++++ RECORDS PROVIDED ++++

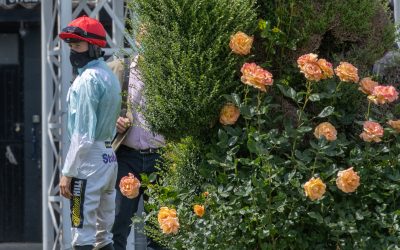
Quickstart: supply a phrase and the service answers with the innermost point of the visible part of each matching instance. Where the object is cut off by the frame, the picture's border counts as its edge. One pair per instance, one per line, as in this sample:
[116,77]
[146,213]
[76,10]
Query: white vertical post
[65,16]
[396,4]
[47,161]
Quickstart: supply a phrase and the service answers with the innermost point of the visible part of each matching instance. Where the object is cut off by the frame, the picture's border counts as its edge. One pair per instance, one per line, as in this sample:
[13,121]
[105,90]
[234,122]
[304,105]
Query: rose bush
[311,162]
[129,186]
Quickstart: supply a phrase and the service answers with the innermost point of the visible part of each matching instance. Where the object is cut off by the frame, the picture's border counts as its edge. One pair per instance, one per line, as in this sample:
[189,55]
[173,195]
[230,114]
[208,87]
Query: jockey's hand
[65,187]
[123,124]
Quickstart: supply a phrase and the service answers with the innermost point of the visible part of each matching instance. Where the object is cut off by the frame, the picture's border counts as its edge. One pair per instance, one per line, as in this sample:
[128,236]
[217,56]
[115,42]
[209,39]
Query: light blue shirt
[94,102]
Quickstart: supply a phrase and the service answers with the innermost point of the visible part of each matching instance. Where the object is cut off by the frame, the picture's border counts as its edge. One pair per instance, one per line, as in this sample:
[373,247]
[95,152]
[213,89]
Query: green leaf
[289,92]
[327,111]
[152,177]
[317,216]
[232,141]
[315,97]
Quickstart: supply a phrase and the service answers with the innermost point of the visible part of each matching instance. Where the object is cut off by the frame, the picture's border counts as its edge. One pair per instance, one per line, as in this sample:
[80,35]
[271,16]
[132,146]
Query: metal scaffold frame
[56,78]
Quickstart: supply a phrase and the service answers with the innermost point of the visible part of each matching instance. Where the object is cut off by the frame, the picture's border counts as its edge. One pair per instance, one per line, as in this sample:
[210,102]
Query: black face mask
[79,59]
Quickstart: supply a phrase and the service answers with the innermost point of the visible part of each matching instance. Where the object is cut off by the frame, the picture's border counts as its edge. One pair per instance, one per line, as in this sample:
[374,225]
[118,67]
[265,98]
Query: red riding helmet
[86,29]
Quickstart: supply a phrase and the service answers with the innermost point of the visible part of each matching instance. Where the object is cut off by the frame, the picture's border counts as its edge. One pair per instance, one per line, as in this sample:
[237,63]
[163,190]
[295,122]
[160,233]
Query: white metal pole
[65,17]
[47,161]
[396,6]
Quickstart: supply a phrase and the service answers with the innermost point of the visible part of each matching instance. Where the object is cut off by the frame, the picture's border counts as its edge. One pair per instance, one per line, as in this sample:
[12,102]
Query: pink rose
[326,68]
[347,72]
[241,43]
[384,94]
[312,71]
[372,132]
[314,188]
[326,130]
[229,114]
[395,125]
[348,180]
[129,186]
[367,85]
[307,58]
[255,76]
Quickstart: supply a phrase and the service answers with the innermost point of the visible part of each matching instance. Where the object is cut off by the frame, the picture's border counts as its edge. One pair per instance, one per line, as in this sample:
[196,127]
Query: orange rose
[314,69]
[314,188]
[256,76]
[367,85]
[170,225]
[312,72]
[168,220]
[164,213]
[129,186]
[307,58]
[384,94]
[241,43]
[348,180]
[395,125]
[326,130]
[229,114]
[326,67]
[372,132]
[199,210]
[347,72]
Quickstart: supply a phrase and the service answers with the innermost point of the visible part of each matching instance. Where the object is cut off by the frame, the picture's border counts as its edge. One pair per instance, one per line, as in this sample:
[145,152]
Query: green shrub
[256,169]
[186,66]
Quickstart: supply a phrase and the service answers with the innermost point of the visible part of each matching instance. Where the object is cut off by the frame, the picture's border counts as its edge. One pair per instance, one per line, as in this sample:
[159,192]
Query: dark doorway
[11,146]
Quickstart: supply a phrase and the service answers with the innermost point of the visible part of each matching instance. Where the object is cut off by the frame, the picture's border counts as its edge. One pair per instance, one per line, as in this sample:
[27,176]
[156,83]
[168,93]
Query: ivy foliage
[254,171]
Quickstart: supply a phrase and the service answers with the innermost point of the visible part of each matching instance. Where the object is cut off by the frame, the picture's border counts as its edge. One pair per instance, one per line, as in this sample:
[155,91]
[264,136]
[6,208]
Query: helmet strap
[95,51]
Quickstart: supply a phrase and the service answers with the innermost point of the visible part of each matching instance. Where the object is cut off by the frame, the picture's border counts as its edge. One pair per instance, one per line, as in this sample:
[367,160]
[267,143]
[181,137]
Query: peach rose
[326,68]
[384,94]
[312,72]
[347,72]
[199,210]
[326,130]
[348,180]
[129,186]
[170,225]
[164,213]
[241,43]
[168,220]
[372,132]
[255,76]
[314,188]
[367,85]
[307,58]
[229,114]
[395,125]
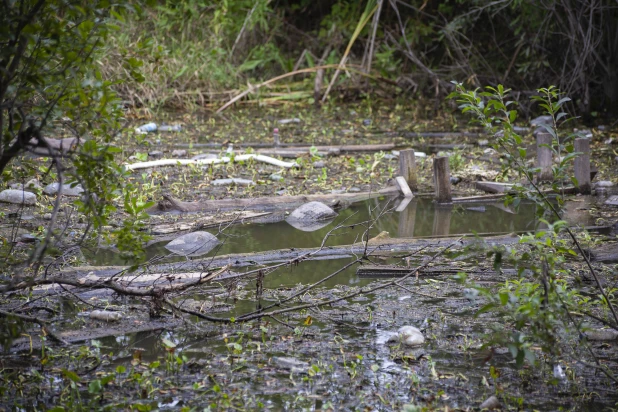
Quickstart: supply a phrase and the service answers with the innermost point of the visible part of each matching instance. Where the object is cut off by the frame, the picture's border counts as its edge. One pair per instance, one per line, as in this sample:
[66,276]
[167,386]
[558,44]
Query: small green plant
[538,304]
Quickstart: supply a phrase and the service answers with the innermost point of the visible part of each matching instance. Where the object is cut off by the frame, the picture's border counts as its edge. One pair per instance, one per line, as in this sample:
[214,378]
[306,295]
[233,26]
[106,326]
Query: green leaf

++++

WHAT IS REQUIRED:
Count the lines in the items above that contain the string "helmet", matching case exactly, and give only the number.

WRITTEN RESPONSE:
2